#### Excerto
Exatamente. Por vezes as pessoas perguntam se Yoshi é masculino ou feminino. Se responder que provavelmente é um rapaz, dizem: “Então é um rapaz que põe ovos?” (risos)

Iwata:

(risos)

Miyamoto:

Mas a partir do momento em que digo que Yoshi põe ovos e que, por isso, deve ser uma rapariga, dizem: “Então a voz de Yoshi devia soar mais como a de uma rapariga!”. Mas quero fazer videojogos sem ter de me preocupar com estas informações de fundo. Pega na série animada Popeye12, por exemplo. Em desenhos animados velhos como este, os papéis das personagens eram sempre diferentes. 12.Popeye: Uma série de televisão animada americana. A história era uma comédia baseada na personagem principal Popeye, na sua namorada Olívia Palito, e no seu rival Brutus. A série foi transmitida no Japão de 1959 a 1965.

Iwata Asks
Iwata:

O cenário estava sempre a mudar.

Miyamoto:

Embora o cenário estivesse sempre a mudar, as personagens que conhecias e adoravas saíam e atuavam. Bem, os jogos Mario estão definidos para isso. Seria muito mais fácil se pudéssemos usar qualquer cenário de The Legend of Zelda e preservar, ao mesmo tempo, a relação essencial entre Link, Ganon e Zelda.

Iwata:

Mas quando uma série já tem a longevidade que tem, a tarefa não é fácil.

#### Secção de dados
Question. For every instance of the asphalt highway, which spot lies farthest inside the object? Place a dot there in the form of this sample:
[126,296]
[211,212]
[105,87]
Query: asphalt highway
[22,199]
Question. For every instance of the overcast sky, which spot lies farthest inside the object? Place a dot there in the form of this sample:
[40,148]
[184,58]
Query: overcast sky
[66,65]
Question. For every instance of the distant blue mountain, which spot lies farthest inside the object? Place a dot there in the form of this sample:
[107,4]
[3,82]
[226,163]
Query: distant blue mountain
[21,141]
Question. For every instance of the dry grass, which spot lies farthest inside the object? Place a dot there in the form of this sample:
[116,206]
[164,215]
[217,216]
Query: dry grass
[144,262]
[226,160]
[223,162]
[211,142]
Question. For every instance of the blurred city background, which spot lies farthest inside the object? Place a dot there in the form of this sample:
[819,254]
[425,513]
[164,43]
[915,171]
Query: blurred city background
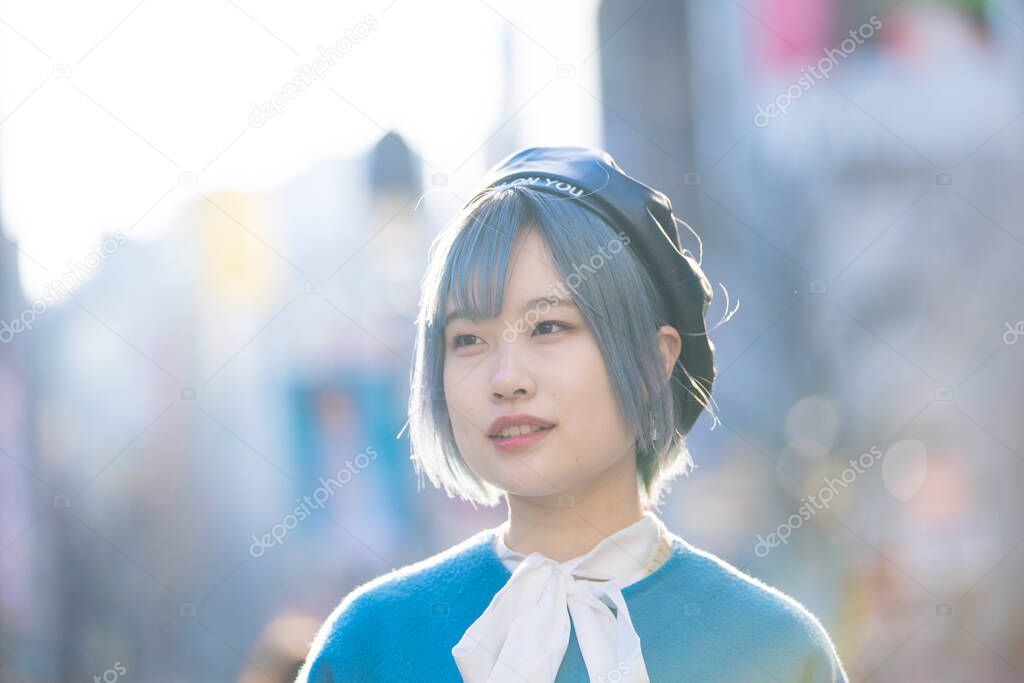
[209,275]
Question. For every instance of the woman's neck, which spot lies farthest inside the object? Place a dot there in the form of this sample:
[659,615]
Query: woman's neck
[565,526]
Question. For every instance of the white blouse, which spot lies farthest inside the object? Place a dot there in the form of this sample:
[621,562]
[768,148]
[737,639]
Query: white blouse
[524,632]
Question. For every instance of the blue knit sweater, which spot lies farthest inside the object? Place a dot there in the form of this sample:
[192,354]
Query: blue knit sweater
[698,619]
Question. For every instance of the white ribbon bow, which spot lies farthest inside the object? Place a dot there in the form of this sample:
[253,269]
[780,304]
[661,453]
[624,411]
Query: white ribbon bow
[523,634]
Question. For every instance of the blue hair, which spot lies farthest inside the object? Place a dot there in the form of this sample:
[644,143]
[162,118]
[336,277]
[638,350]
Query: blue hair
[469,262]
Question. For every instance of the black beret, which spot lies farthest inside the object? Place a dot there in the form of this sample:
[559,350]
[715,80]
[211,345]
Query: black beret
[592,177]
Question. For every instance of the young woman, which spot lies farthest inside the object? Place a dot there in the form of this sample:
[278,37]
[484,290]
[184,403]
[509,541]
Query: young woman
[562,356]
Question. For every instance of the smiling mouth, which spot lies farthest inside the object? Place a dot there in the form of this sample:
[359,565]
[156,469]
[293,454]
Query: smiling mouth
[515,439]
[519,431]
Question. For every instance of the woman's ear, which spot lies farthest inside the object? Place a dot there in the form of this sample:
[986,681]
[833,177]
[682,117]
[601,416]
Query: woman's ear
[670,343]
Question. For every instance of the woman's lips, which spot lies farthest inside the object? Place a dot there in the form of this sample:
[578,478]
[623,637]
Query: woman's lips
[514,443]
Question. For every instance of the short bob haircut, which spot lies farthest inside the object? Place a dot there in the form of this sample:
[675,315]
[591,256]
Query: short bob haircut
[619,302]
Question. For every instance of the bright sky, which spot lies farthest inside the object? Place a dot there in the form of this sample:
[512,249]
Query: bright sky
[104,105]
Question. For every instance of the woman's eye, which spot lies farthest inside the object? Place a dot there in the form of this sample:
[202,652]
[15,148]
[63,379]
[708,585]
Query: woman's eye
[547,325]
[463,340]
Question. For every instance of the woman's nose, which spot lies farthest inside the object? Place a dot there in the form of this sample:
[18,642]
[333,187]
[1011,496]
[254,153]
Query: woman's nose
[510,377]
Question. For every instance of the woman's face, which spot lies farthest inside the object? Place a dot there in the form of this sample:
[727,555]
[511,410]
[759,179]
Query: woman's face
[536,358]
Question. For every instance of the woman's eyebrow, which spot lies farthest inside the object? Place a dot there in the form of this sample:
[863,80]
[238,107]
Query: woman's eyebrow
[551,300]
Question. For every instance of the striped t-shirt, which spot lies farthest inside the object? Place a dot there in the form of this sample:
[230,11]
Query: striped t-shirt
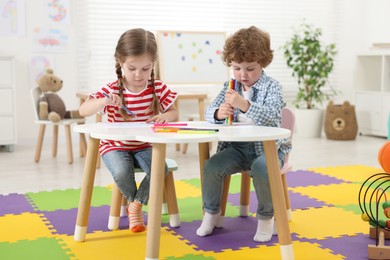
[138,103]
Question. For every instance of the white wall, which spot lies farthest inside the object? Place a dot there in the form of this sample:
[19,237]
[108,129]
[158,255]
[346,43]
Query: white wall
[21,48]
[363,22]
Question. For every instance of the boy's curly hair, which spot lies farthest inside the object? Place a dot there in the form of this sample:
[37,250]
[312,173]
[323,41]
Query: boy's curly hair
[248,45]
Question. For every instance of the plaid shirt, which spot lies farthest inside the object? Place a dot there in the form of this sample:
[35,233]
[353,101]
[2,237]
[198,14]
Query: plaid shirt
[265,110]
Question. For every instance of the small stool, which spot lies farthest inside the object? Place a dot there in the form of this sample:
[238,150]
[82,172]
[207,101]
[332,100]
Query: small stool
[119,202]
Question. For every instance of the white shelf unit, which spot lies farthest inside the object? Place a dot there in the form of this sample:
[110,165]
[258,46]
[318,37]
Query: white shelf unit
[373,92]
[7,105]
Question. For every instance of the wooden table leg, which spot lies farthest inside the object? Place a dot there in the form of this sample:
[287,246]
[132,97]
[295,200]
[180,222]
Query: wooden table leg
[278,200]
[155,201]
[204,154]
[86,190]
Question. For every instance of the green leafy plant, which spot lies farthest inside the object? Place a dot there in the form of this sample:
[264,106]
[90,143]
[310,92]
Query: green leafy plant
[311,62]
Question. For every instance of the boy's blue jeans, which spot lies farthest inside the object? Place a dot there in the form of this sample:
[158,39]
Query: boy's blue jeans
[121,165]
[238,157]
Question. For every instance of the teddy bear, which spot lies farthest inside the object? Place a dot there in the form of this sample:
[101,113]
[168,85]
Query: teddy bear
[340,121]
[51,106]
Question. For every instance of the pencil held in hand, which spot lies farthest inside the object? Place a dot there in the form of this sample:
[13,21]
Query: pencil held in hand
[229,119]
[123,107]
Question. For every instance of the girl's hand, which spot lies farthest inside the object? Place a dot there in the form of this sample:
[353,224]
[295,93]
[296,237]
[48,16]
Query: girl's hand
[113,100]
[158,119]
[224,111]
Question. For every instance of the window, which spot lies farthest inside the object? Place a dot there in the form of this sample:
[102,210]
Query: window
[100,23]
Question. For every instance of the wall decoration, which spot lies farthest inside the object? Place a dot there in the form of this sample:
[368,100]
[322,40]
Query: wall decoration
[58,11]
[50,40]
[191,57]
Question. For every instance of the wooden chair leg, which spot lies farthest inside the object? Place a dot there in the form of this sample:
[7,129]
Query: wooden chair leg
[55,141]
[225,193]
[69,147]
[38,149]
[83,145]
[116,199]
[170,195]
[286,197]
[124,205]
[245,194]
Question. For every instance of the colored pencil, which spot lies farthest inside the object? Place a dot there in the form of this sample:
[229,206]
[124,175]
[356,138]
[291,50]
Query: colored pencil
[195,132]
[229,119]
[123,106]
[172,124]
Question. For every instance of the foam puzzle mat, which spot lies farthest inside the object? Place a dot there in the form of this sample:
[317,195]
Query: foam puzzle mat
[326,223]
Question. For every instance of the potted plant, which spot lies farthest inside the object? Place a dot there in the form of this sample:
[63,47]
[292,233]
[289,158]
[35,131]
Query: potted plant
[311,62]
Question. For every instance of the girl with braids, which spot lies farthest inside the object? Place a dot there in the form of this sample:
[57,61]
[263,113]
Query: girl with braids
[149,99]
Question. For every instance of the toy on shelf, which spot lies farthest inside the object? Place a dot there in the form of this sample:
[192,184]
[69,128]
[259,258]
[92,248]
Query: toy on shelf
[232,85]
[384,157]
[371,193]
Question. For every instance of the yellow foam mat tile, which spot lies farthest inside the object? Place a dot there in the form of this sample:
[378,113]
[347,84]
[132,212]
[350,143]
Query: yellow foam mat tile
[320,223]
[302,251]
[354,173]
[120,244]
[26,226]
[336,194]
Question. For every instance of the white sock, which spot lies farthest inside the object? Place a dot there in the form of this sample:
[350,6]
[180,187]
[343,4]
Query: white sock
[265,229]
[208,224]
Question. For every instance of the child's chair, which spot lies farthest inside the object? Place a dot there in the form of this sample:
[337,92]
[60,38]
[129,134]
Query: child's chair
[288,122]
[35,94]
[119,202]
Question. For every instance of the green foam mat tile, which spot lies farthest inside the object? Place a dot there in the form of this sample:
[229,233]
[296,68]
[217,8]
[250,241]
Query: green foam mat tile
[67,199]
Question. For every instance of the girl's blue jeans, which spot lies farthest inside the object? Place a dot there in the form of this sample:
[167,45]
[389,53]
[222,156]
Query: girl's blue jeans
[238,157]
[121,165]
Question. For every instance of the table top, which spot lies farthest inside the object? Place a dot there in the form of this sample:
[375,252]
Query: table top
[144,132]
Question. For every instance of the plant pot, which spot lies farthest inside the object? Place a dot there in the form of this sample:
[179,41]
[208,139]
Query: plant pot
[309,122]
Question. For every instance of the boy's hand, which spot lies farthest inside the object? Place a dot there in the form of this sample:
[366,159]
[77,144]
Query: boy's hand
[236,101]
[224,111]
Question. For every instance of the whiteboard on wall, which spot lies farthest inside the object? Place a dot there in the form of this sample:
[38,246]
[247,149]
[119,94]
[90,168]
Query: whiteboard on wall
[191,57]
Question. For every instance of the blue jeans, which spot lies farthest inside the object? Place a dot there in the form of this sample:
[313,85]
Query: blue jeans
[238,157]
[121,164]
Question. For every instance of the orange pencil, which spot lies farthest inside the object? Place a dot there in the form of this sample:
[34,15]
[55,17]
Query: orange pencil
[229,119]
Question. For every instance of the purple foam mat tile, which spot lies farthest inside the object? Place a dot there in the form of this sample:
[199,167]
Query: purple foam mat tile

#### Detalhes do exercício
Responde com base no excerto a estas três perguntas.
(a) Entre que anos foi a série Popeye transmitida no Japão?
(b) Quem é o rival de Popeye na série?
(c) Que personagens de The Legend of Zelda têm uma relação essencial que se gostaria de preservar?
Os registos constituem material independente do excerto.

#### Exercício resolvido
(a) Entre 1959 e 1965.
(b) Brutus.
(c) Link, Ganon e Zelda.